文書抜粋:
'''

犬の目が充血している場合に考えられる原因と病気

トイプードル

充血とは炎症などの病気もしくは興奮などの生理的な反応により目の血管が拡張することで、流れる血の量が多くなって目が赤くなります。人も寝不足や眼精疲労で目が充血することがありますが、犬も興奮した時や眠い時に血圧が上がり一時的に充血することがあります。

外部からの強い衝撃などにより結膜の下の血管が破れたり(結膜下出血)、眼内腫瘍によって出血したりすることでも目は赤くなりますが、「充血」と「出血」は別物として考える必要があります。

深さ
病気
原因
結膜充血 浅い 結膜炎 感染症、シャンプー剤、まつ毛の異常、アレルギー、腫瘍、免疫異常など
毛様充血 深い ぶどう膜炎 感染症、高脂血症、腫瘍、免疫異常など
角膜炎 ドライアイ、感染症、シャンプー剤、まつ毛の異常、アレルギー、腫瘍など
緑内障 急激な眼圧の上昇(急性緑内障発作)

'''

提供資料:
'''

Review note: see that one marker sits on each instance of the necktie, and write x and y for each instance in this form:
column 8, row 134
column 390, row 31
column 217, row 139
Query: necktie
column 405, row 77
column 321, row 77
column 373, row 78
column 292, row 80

'''

以下の課題:
#1 犬の目の充血に関する文章によると、外部からの強い衝撃などで結膜の下の血管が破れることは何と呼ばれていますか。
#2 犬の目の充血に関する文章のうち、「外部からの強い衝撃などにより」から始めて「緑内障 急激な眼圧の上昇(急性緑内障発作)」まで続く部分を、そのまま出力してください。
#3 犬の目の充血に関する文章の末尾に続けて、次の部分を書き上げてください。

課題への解答:
#1 結膜下出血です。

#2
外部からの強い衝撃などにより結膜の下の血管が破れたり(結膜下出血)、眼内腫瘍によって出血したりすることでも目は赤くなりますが、「充血」と「出血」は別物として考える必要があります。

深さ
病気
原因
結膜充血 浅い 結膜炎 感染症、シャンプー剤、まつ毛の異常、アレルギー、腫瘍、免疫異常など
毛様充血 深い ぶどう膜炎 感染症、高脂血症、腫瘍、免疫異常など
角膜炎 ドライアイ、感染症、シャンプー剤、まつ毛の異常、アレルギー、腫瘍など
緑内障 急激な眼圧の上昇(急性緑内障発作)

#3
結膜炎

結膜炎は結膜が炎症を起こす病気で、白目の部分が赤く腫れているように見えることから「ピンクアイ」と呼ばれることもあります。結膜炎の予後は基本的に良好ですが、放置すると傷が残ったり視力低下につながったりする場合があります。

結膜炎の原因には感染性と非感染性の2つのタイプがあり、感染性では細菌や真菌、寄生虫、ジステンパーウイルスなどのウイルスが原因となります。非感染性では「アレルギー」「ホコリ、シャンプー剤などの異物が目に入る」「まつ毛の異常で目に傷ができる」「腫瘍」「免疫異常」などが原因となります。


ぶどう膜炎

ぶどう膜とは「虹彩」「毛様体」「脈絡膜」という部位で構成され、瞳孔の開閉を調整したり、目の中の水(眼房水)を産生して眼球の形や硬さを維持したり、目の奥へ栄養分を供給したりします。炎症が起きると白目が充血したり、強い痛みを伴ったり、瞳孔が小さくなったりします。

角膜炎

角膜は黒目の表面を覆った膜で、眼球を守る役割を持っています。ドライアイや細菌やウイルスなどの感染症、異物が目に入る、アレルギー、腫瘍などが原因で引き起こされます。目やにや涙が増加し、痛みを伴う場合もあります。重度の場合は角膜に穴が開いて眼球破裂を引き起こす可能性もあります。

緑内障

緑内障は、目に入った情報を脳に伝える視神経の異常により視力や視野に障害が起きる病気です。目の中の水(眼房水)が眼球内に溜まることで眼圧が高くなることが原因の一つとされ、眼圧が急激に上昇する急性緑内障発作で充血が見られます。治療が遅れると数日で失明してしまいます。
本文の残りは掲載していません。